▸ **EXTRACT PROVIDED**
More Than A Land Acknowledgement

Admin Associate Aziza Crowder speaks passionately at EBHO's 2022 Affordable Housing Month Kickoff. She is leading the audience in a land acknowledgment.

Fighting for housing justice means not only acknowledging the history of the land we live on, but fighting to return indigenous land to indigenous people.

If you have attended an East Bay Housing Organizations event, you will have noticed the land acknowledgment we present at the beginning of each program. In this acknowledgment, we invite our members to join us in paying shuumi, a voluntary annual gift to the Sogorea Te’ Land Trust, which works to return Ohlone land to Ohlone people.

In this season of giving, we would like to share a little more about the work of the Sogorea Te’ Land Trust in hopes that you might join us in giving as well.


Lisjan Ohlone Land

Sogorea Te’ Land Trust is based in Huchiun, in unceded Lisjan territory, what is now known as Oakland, Berkeley, Alameda, Piedmont, Emeryville and Albany, California. When we say that this is “unceded territory,” we mean that this land was seized through violence and against the Lisjan Ohlone people’s will.

The Confederated Villages of Lisjan are one of many Ohlone nations . . . When the Spanish invaded in the late 1700s, in their ignorance they called us Costanoan, people of the coast. In the 1960s and 70s, inspired by the Black Power and American Indian Movements, we organized and renamed ourselves Ohlone.

▸ **THE REQUEST**
Answer these questions about the piece on land acknowledgment:
1. What is shuumi?
2. In which territory is the Sogorea Te' Land Trust based?
3. What name did the Spanish give the people when they invaded in the late 1700s?
The listing is separate material and has no connection to the text.

▸ **GIVEN DATA**
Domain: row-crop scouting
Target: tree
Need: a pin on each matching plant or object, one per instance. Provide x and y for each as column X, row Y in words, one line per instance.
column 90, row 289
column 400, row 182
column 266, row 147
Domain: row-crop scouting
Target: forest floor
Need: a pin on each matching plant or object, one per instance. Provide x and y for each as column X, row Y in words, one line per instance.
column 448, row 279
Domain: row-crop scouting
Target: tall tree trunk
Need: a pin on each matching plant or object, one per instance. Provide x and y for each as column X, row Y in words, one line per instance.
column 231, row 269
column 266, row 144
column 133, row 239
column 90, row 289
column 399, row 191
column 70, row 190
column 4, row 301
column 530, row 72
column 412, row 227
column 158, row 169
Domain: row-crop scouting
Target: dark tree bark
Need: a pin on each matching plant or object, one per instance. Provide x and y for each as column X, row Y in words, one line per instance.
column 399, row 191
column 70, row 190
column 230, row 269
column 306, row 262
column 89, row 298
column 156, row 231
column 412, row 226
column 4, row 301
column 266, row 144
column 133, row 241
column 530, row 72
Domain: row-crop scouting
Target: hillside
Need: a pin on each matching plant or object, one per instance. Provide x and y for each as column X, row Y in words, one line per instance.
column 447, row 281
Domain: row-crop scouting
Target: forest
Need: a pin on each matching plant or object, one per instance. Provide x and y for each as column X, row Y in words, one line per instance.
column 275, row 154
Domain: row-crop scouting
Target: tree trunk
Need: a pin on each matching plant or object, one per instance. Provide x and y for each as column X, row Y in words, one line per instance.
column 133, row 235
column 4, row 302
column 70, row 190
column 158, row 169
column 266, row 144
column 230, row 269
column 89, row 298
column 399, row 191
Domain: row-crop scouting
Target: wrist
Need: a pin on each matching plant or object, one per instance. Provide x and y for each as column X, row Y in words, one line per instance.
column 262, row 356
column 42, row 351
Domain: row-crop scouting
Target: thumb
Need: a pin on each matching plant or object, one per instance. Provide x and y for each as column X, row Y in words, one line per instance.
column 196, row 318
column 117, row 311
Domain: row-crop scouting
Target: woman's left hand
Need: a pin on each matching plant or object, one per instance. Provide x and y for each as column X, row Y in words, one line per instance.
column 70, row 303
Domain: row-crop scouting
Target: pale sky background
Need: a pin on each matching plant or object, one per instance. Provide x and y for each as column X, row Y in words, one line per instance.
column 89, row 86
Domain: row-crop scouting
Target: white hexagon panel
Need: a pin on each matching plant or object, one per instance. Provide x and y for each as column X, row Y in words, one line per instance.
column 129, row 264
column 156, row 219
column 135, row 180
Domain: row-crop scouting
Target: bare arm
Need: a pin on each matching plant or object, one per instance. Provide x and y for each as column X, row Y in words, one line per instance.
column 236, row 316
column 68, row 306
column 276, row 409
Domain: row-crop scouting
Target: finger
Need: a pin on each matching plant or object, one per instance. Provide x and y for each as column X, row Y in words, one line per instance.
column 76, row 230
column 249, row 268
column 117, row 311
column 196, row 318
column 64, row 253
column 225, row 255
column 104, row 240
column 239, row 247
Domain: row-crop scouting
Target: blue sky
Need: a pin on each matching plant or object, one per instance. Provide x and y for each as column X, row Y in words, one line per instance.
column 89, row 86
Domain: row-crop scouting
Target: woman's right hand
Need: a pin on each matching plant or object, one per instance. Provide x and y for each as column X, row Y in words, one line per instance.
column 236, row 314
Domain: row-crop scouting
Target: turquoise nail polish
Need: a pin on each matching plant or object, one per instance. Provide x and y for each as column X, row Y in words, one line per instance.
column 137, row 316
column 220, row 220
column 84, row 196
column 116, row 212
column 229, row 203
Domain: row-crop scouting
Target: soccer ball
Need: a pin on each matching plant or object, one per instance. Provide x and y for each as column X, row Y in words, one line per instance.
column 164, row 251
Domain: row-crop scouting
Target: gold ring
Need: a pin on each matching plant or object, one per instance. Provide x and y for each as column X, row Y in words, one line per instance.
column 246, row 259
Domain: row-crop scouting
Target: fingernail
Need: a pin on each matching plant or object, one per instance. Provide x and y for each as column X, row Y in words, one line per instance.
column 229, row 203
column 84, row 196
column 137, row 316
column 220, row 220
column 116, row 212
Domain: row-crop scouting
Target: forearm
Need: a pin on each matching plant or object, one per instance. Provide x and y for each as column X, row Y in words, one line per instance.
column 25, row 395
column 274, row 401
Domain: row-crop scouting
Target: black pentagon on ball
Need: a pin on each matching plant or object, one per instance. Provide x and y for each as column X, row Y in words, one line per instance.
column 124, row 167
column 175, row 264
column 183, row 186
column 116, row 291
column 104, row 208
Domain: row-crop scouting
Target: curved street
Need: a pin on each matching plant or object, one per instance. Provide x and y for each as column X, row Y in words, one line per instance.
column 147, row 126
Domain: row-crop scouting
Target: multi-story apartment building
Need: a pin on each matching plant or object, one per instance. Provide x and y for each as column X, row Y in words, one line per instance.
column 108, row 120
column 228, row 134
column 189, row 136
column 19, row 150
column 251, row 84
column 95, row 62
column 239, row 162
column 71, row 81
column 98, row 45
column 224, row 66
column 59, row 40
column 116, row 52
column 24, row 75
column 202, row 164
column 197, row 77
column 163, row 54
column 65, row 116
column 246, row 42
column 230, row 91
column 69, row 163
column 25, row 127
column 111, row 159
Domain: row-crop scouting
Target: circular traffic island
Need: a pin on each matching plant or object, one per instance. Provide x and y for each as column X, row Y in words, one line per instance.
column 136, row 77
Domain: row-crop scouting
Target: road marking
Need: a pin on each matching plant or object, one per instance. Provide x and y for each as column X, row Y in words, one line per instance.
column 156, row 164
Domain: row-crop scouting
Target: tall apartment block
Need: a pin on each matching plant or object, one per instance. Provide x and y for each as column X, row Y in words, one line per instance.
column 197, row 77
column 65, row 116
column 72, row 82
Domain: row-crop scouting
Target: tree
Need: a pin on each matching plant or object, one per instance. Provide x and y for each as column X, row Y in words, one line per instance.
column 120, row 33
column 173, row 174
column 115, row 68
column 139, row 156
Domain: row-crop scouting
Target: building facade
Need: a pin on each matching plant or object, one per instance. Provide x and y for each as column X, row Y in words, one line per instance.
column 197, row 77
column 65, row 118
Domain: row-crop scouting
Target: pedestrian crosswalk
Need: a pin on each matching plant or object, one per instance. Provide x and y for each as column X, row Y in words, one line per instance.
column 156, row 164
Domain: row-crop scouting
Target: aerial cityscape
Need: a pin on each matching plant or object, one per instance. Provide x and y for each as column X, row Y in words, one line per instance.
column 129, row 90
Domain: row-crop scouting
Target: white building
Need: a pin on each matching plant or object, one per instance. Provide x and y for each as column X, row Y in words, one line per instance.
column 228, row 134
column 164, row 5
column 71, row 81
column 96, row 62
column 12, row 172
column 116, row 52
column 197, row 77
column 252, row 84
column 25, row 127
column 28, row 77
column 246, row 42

▸ **FINISHED EXERCISE**
1. A voluntary annual gift to the Sogorea Te' Land Trust.
2. Huchiun, in unceded Lisjan territory.
3. Costanoan, meaning people of the coast.